== EXTRAIT À LIRE

Nous ne serions jamais exposés à éprouver une pareille dépréciation, s’il n’existait point de droit de monnayage ; ou si, malgré l’existence du droit, les porteurs de billets de banque pouvaient en demander le remboursement en lingots, à 3 l. 17 sh. 10 ½ d., prix de la monnaie, et non en espèces monnayées. À moins donc que la banque ne soit tenue de rembourser ses billets en lingots ou en espèces monnayées au gré du porteur, la loi récente qui a établi en Angleterre un droit de monnayage de 6 pour 100, ou de quatre pence par once d’argent, mais en ordonnant que l’or sera frappé par la monnaie sans frais, est peut-être la mesure la plus sage, et la plus efficace pour empêcher toute variation inutile dans les monnaies[1].

====
== DONNÉES EXTRAITES

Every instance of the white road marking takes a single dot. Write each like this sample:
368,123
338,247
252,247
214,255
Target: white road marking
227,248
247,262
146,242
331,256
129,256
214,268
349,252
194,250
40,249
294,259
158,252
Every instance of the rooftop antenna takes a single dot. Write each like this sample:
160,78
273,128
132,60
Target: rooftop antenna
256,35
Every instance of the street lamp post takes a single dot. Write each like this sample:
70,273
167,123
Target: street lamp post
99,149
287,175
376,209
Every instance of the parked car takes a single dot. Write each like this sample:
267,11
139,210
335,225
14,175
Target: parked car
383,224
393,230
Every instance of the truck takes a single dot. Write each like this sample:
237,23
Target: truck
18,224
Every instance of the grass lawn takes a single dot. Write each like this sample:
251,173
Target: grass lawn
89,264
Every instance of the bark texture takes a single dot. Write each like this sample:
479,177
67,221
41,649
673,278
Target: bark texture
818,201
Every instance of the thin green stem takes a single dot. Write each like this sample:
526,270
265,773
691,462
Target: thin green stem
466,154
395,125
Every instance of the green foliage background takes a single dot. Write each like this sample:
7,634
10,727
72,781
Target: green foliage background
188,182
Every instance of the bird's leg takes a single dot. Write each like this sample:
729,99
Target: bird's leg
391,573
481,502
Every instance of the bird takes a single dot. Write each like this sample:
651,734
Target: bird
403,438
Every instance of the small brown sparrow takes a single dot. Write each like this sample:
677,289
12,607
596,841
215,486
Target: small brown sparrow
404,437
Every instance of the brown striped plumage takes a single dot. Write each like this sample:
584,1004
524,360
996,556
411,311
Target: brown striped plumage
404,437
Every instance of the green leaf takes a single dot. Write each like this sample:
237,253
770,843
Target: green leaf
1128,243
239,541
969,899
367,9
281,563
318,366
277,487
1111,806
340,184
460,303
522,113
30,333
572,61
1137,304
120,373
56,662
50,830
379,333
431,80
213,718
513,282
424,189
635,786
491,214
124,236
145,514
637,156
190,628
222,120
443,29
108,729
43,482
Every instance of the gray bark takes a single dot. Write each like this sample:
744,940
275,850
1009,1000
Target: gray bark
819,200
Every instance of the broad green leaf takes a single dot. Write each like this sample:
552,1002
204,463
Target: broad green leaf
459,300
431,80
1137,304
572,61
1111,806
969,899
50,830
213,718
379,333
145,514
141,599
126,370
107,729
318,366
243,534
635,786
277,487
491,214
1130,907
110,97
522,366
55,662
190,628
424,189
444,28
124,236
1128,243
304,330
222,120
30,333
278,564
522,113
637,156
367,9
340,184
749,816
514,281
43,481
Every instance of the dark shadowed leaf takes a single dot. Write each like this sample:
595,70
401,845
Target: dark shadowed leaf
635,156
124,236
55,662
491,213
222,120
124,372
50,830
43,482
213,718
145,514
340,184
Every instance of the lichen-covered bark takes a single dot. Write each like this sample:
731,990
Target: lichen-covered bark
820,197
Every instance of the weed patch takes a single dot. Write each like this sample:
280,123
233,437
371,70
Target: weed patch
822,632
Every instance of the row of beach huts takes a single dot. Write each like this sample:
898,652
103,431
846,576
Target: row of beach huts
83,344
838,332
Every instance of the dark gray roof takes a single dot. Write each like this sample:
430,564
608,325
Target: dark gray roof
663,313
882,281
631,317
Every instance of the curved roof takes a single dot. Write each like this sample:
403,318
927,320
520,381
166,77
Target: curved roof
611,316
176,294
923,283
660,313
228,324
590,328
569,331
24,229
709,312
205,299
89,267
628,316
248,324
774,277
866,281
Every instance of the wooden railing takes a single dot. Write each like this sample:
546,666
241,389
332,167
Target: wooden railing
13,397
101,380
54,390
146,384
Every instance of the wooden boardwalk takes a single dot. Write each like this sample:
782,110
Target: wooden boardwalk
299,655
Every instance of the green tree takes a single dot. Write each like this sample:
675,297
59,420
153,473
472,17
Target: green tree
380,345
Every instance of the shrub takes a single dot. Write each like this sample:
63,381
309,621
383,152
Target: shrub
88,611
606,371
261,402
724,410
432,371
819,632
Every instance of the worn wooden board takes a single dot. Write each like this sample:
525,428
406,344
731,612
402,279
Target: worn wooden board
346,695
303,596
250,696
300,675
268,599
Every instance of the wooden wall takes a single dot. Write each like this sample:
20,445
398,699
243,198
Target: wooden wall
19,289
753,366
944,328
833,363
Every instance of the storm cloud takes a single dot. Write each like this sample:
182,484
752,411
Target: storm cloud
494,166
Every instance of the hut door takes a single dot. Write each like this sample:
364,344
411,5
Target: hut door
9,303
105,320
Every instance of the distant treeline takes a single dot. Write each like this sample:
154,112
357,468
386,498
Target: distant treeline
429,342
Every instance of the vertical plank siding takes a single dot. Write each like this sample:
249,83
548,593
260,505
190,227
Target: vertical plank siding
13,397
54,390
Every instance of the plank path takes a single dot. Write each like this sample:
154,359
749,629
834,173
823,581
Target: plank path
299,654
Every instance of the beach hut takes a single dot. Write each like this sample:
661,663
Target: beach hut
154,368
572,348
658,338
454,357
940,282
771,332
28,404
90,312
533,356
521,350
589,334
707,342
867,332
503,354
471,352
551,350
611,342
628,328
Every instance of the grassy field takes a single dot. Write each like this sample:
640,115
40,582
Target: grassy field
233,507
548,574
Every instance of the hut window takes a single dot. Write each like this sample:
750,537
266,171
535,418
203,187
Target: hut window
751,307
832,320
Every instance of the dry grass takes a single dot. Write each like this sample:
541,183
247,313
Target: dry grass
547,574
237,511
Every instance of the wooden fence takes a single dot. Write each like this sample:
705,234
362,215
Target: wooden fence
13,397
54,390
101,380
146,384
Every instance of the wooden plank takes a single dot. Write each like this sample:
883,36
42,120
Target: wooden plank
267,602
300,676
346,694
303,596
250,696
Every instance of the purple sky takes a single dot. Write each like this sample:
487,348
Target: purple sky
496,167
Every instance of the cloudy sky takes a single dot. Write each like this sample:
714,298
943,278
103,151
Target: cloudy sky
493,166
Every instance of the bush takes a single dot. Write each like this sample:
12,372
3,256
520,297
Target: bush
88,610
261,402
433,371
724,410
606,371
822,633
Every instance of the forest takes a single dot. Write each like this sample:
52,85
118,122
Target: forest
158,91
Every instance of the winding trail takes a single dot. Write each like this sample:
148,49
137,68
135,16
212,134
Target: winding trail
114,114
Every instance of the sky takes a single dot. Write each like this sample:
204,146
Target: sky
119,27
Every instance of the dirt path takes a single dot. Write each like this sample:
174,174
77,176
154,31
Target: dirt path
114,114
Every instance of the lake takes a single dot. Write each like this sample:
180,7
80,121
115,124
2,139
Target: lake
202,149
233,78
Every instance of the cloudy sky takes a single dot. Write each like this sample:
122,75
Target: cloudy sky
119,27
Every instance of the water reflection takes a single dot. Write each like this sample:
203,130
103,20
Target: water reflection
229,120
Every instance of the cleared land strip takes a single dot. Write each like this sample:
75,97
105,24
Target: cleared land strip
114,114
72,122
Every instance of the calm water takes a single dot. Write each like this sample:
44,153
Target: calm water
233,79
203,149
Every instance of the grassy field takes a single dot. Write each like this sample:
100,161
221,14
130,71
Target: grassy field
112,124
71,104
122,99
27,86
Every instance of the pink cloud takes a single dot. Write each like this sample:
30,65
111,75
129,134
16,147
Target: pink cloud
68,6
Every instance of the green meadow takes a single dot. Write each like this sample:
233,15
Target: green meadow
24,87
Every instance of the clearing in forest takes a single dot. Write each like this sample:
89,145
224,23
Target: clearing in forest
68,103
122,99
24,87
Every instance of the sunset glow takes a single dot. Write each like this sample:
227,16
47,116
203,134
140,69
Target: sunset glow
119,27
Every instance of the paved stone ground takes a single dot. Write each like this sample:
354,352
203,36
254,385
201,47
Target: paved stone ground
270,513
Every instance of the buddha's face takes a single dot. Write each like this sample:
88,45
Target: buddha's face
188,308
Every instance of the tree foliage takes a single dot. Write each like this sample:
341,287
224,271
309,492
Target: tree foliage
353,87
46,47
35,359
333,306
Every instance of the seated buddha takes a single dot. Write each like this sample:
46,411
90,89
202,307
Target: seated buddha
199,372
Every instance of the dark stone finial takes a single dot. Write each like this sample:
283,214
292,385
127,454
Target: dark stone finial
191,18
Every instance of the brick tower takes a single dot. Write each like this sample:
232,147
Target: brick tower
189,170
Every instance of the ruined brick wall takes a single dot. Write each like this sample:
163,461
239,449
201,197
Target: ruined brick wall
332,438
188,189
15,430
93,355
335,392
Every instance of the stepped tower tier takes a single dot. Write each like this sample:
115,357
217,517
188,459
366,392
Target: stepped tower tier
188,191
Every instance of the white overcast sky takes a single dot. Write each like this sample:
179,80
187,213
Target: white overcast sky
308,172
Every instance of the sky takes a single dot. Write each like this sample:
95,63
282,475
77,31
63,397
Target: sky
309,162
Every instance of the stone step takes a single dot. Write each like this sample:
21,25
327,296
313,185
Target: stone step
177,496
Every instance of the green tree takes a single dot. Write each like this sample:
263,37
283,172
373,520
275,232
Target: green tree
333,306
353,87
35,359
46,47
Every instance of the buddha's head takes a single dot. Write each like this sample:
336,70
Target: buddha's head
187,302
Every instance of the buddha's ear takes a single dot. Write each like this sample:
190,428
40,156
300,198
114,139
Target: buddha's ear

====

• ÉNONCÉ: Reprenez, s'il vous plaît, tout le passage de l'extrait sur la monnaie depuis « Nous ne serions » jusqu'à « dans les monnaies[1]. », en remplaçant « monnayage » par « frappe ». Ces données n'ont aucun rapport avec l'extrait sur la monnaie.

• RÉSULTAT DE L'EXERCICE:
Nous ne serions jamais exposés à éprouver une pareille dépréciation, s’il n’existait point de droit de frappe ; ou si, malgré l’existence du droit, les porteurs de billets de banque pouvaient en demander le remboursement en lingots, à 3 l. 17 sh. 10 ½ d., prix de la monnaie, et non en espèces monnayées. À moins donc que la banque ne soit tenue de rembourser ses billets en lingots ou en espèces monnayées au gré du porteur, la loi récente qui a établi en Angleterre un droit de frappe de 6 pour 100, ou de quatre pence par once d’argent, mais en ordonnant que l’or sera frappé par la monnaie sans frais, est peut-être la mesure la plus sage, et la plus efficace pour empêcher toute variation inutile dans les monnaies[1].